--- GOAL OF THE EXERCISE ---
An exact copy of every entry is the required answer.

▼

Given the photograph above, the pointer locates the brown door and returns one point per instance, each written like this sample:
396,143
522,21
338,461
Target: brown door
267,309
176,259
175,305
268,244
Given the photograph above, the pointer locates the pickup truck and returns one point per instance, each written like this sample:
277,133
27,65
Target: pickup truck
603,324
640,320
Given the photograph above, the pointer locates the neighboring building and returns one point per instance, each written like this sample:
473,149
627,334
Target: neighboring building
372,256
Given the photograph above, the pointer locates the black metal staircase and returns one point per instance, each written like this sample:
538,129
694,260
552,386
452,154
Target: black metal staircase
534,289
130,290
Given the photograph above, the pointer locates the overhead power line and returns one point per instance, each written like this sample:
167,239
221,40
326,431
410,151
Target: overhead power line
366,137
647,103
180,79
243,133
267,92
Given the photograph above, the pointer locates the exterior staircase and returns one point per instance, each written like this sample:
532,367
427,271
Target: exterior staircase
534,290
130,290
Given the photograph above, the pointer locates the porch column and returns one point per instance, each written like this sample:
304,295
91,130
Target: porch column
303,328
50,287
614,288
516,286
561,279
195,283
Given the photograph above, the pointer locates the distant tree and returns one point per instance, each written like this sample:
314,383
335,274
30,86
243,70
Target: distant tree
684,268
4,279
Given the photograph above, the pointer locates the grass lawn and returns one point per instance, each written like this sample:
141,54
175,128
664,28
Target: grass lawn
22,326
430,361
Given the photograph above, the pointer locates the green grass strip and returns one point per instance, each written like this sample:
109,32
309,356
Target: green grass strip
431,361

▲

--- TASK OUTPUT ---
Given the photograph above, the pointer locates the brown door and returns one point per instance, each written like this sample:
396,143
522,21
338,461
Target: brown door
267,309
176,259
175,305
268,244
Given the photograph above, the pointer locates the pickup truck and returns one point per instance, each written like this sample:
277,133
27,65
Target: pickup truck
603,324
640,320
Given the photograph above, the pointer locates the neighboring building and returns one point per instance, each written like this sample:
473,149
627,334
Target: neighboring building
372,256
Given the photograph above, the pointer locates the black metal staircase and returns one point per instance, each written like this sample:
538,129
694,260
552,386
452,154
Target: black metal staircase
534,289
130,290
Given the photograph above, the pointer locates the overhead power line and returns one point per instance, each written like this sample:
167,239
221,40
326,431
410,151
Target: overhead power line
366,137
647,103
180,79
243,133
267,92
Given the photograph above, the pointer locates the exterior staircase and returns one point per instance, each written like this sample:
532,367
427,271
Target: exterior staircase
534,290
130,290
Given the photograph above, the pointer locates the porch column and returns one point per instance, each written like this sample:
304,295
91,130
Target: porch column
303,328
50,287
614,288
516,286
561,279
195,283
Given the photograph above, the pointer locates the distant tree and returns one point per instance, each written like this sample:
314,383
335,274
30,86
243,70
Target: distant tree
684,268
4,279
Given the photograph above, the pointer locates the grass lawn and returns one point per instance, each written like this sample:
141,54
175,128
664,28
Target: grass lawn
22,326
430,361
Given the photograph above, the pointer locates the green grass strip and returns one point per instance, each written like this sample:
109,32
309,356
Target: green grass strip
431,361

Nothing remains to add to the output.